Extract provided:

Framed as such, it could have been the premise of a science-fiction novel.

The day Katherine Johnson and Anna Brusoe constructed a time-bridge, that is.

Anna, we’ll get to.

Johnson, meanwhile, was the famed “Hidden Figures” mathematician from West Virginia who computed the launch and splashdown trajectories for the Apollo 11 moon mission.

Before that, according to NASA lore, she had garnered unconditional faith from no less than John Glenn, who wasn’t about to slip the surly bonds of Earth for his Mercury mission — until Johnson assured him that, yes, the numbers did indeed check out A-OK.

WVU’s Society of Women Engineers is hoping to capture a bit of that lofty magic next month when it hosts “Girls’ STEM Day 2023” at the Statler College of Engineering and Mineral Resources.

“Tools for your Future” is the theme of the event, which is Feb. 25 at the college.

It didn’t take long to reach capacity, organizers said, with 200 girls from across the region, in grades K-5, expected to attend.

To-do list:
1 > Please copy word for word the part of the STEM Day excerpt that opens with the words containing "Before that, according" and closes with "expected to attend.".
2 > Answer these questions from the STEM Day excerpt:
(a) For which mission did Johnson compute the launch and splashdown trajectories?
(b) What is the theme of the event?
(c) How many girls are expected to attend, and in what grades?

Listed entries:
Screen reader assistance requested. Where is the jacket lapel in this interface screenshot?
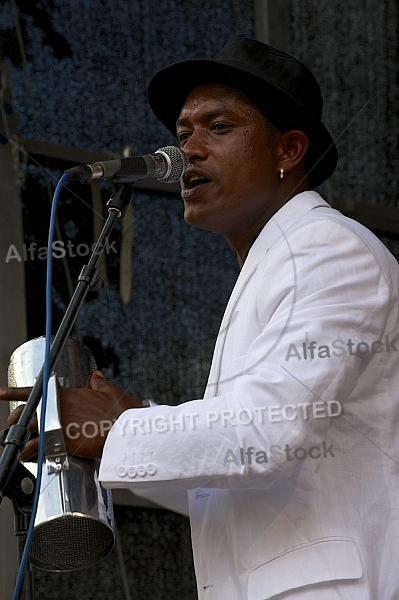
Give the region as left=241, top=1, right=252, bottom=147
left=204, top=192, right=328, bottom=398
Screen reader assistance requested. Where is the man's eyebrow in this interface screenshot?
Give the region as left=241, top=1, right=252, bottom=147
left=176, top=107, right=238, bottom=128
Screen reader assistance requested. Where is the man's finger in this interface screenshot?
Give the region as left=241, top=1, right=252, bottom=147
left=0, top=387, right=32, bottom=402
left=19, top=437, right=39, bottom=462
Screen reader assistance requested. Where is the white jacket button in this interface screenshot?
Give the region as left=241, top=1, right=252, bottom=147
left=147, top=463, right=157, bottom=475
left=116, top=465, right=126, bottom=477
left=137, top=465, right=147, bottom=477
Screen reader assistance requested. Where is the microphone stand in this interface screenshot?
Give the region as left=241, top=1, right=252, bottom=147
left=0, top=185, right=133, bottom=600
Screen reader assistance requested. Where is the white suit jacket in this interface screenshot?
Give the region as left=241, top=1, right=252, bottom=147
left=100, top=192, right=399, bottom=600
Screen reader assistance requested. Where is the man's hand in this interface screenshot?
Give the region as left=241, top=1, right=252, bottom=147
left=0, top=371, right=143, bottom=461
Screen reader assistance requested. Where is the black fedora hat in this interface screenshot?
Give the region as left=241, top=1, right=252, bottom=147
left=148, top=38, right=338, bottom=188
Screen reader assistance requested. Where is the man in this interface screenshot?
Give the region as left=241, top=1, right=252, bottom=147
left=1, top=39, right=399, bottom=600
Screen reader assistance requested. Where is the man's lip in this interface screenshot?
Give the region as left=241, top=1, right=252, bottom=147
left=181, top=180, right=213, bottom=200
left=183, top=167, right=212, bottom=190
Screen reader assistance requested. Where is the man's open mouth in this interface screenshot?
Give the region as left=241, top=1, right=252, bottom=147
left=186, top=176, right=212, bottom=190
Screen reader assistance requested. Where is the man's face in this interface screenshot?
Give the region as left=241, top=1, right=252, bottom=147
left=177, top=84, right=280, bottom=245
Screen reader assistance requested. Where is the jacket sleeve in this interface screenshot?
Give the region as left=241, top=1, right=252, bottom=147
left=100, top=219, right=396, bottom=491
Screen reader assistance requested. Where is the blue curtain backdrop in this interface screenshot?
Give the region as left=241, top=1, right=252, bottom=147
left=0, top=0, right=399, bottom=600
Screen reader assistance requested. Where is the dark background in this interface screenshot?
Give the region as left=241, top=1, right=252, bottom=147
left=0, top=0, right=399, bottom=600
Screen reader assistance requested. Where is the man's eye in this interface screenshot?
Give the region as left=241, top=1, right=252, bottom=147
left=211, top=123, right=231, bottom=131
left=177, top=131, right=190, bottom=144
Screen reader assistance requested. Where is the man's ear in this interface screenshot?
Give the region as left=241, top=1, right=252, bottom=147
left=278, top=129, right=309, bottom=173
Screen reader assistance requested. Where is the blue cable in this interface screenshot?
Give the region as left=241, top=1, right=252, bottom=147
left=13, top=173, right=69, bottom=600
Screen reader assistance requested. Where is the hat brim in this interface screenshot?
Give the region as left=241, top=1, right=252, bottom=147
left=148, top=59, right=338, bottom=188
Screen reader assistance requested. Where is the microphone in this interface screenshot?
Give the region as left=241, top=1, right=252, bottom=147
left=65, top=146, right=188, bottom=183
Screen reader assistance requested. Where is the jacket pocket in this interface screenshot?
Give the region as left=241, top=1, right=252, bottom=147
left=248, top=538, right=362, bottom=600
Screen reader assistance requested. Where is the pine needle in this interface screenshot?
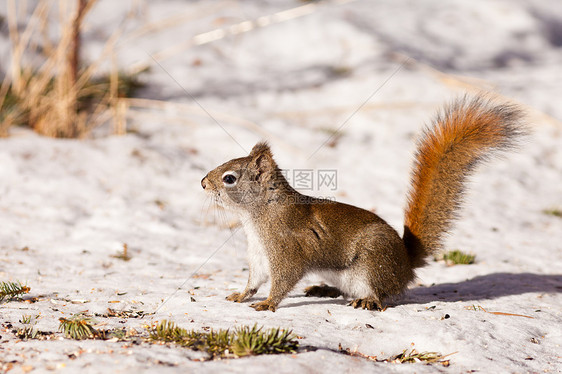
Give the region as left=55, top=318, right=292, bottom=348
left=59, top=313, right=100, bottom=340
left=0, top=281, right=30, bottom=302
left=150, top=320, right=299, bottom=358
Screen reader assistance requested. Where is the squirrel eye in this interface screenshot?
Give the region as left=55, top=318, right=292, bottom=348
left=222, top=171, right=238, bottom=187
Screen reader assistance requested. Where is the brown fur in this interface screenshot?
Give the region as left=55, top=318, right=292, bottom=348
left=404, top=97, right=524, bottom=267
left=201, top=97, right=522, bottom=311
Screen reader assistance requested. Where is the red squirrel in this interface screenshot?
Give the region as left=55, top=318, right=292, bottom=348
left=201, top=95, right=526, bottom=311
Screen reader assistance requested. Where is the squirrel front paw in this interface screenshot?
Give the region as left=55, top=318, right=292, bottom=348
left=250, top=299, right=277, bottom=312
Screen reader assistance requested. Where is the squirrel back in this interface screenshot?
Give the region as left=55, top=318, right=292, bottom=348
left=403, top=96, right=526, bottom=268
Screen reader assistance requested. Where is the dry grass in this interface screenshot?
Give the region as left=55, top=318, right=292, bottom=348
left=0, top=0, right=137, bottom=138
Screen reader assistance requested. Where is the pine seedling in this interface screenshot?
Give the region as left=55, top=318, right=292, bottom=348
left=150, top=320, right=298, bottom=358
left=390, top=349, right=445, bottom=364
left=232, top=325, right=298, bottom=357
left=0, top=281, right=30, bottom=302
left=59, top=313, right=100, bottom=340
left=16, top=314, right=39, bottom=340
left=443, top=249, right=476, bottom=265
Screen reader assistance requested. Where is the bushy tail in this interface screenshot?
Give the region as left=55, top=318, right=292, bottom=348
left=404, top=96, right=526, bottom=267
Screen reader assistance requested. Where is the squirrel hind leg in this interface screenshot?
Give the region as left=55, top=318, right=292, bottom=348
left=304, top=283, right=343, bottom=299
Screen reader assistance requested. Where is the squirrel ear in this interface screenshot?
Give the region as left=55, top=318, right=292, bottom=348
left=250, top=142, right=277, bottom=179
left=250, top=142, right=271, bottom=156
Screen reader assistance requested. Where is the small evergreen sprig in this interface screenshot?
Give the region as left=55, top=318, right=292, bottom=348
left=232, top=325, right=299, bottom=357
left=0, top=281, right=31, bottom=302
left=59, top=313, right=100, bottom=340
left=16, top=314, right=39, bottom=340
left=150, top=320, right=299, bottom=358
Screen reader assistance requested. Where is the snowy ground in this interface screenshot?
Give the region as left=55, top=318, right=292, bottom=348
left=0, top=0, right=562, bottom=373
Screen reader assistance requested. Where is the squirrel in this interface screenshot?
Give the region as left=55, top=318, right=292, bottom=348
left=201, top=95, right=526, bottom=311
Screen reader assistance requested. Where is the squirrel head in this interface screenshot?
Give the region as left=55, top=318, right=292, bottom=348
left=201, top=142, right=290, bottom=210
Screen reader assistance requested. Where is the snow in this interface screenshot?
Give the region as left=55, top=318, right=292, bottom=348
left=0, top=0, right=562, bottom=373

List of solutions:
1 >
Before that, according to NASA lore, she had garnered unconditional faith from no less than John Glenn, who wasn’t about to slip the surly bonds of Earth for his Mercury mission — until Johnson assured him that, yes, the numbers did indeed check out A-OK.

WVU’s Society of Women Engineers is hoping to capture a bit of that lofty magic next month when it hosts “Girls’ STEM Day 2023” at the Statler College of Engineering and Mineral Resources.

“Tools for your Future” is the theme of the event, which is Feb. 25 at the college.

It didn’t take long to reach capacity, organizers said, with 200 girls from across the region, in grades K-5, expected to attend.

2 >
(a) The Apollo 11 moon mission.
(b) "Tools for your Future."
(c) 200 girls, in grades K-5.